◆ What you should do ◆
Copy exactly the lines from the "Reviewer note: confirm one keypoint per instance of the overhead" line to the end, both included, and nothing else.

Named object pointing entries
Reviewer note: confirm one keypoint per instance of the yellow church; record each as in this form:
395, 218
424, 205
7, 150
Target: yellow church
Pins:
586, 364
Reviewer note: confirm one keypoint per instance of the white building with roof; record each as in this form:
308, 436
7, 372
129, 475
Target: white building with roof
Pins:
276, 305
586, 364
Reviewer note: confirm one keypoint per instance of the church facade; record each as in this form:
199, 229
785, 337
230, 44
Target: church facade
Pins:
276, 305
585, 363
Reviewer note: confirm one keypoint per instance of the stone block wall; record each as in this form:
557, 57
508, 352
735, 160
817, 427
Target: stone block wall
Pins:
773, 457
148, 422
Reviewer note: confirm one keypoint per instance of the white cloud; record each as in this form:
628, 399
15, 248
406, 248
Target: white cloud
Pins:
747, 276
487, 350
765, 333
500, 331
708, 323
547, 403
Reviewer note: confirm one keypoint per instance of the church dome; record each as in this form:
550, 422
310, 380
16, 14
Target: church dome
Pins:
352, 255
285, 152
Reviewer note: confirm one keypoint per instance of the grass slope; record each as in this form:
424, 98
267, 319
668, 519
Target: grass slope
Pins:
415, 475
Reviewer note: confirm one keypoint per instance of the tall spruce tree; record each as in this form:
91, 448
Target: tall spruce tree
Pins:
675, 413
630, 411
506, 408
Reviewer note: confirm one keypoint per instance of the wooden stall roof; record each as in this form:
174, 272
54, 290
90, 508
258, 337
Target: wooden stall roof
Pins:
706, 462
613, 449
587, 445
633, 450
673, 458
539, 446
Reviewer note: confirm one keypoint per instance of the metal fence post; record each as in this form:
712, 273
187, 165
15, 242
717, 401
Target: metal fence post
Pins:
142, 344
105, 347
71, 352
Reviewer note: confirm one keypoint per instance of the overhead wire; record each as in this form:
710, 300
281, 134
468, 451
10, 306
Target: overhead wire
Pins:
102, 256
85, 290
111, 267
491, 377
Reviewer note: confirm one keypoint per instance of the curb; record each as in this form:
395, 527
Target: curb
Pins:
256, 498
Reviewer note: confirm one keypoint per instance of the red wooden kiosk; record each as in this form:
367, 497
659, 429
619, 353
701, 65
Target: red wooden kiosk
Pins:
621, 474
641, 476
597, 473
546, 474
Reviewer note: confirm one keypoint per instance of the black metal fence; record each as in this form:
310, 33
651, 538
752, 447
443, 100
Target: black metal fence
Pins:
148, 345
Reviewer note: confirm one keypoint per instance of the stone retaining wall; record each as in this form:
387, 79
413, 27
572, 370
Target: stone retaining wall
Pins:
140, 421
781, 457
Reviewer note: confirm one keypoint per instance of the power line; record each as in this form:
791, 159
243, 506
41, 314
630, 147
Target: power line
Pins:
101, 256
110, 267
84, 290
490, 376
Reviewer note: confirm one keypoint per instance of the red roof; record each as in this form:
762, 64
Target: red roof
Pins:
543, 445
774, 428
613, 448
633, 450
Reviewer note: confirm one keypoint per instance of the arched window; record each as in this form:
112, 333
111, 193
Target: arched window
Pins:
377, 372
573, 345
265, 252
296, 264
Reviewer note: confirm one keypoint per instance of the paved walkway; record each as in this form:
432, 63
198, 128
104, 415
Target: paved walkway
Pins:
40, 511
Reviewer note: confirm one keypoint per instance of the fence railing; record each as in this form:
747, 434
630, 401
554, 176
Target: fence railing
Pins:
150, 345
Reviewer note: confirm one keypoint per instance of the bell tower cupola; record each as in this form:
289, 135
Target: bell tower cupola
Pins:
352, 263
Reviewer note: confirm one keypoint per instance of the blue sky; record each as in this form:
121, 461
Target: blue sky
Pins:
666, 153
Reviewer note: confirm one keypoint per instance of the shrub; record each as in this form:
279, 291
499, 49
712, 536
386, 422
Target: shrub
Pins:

◆ Solution to the exercise ◆
Reviewer note: confirm one keypoint per instance of the overhead wire; record each as in this form:
710, 300
281, 134
468, 451
10, 306
Target: overhead wire
Pins:
102, 256
85, 290
111, 267
491, 377
Reviewer note: confirm one keypoint per instance of the curb; record each as in this form:
395, 527
Target: curb
Pins:
256, 498
Reviewer note: confirm one keypoint per instance of the red wooden kiosk; record each as in this form:
367, 497
659, 429
619, 353
701, 65
Target: red wooden kiosk
Pins:
621, 474
641, 476
597, 473
546, 474
Reviewer note: confirm one keypoint per instance of the black metal fence; record each as in this form:
310, 33
651, 538
752, 447
443, 100
Target: black metal fence
Pins:
148, 345
Reviewer note: confirm one keypoint per instance of the stone retaining wall; record each as in this form:
387, 79
413, 27
572, 370
Target: stone retaining wall
Pins:
140, 421
781, 457
Reviewer note: confirm one keypoint per instance of the power line; record each as in this form:
791, 159
243, 506
41, 314
630, 147
Target: power line
Pins:
101, 256
110, 267
84, 290
490, 376
Reviewer note: confirm one keypoint per instance of the red roof; record each as in this form:
762, 64
Target: red roof
Pins:
543, 445
774, 428
613, 448
633, 450
Reviewer note: confirm one keypoint per instance of the arched window; record each as in this form:
112, 333
111, 193
Target: arched window
Pins:
377, 372
573, 345
265, 252
296, 264
Reviewer note: confirm one keypoint per instance of the paved walkway; record each as in this form:
432, 63
198, 128
104, 415
Target: paved walkway
Pins:
40, 511
Reviewer note: confirm one keypoint per instance of the fence railing; record each as in this form:
747, 434
630, 401
554, 176
Target: fence railing
Pins:
150, 345
Reviewer note: confirm one keypoint per instance of the bell tower cupola; record each as in this form:
289, 135
Target: bell tower cupola
Pins:
352, 263
Reviewer note: confirm one keypoint per instance of the blue sky; record each as in this form:
121, 461
Target: blue sky
Pins:
666, 153
Reviewer note: confirm one keypoint per instance of the shrub; record each as in this form:
279, 291
499, 49
712, 536
386, 422
Target: shrub
Pins:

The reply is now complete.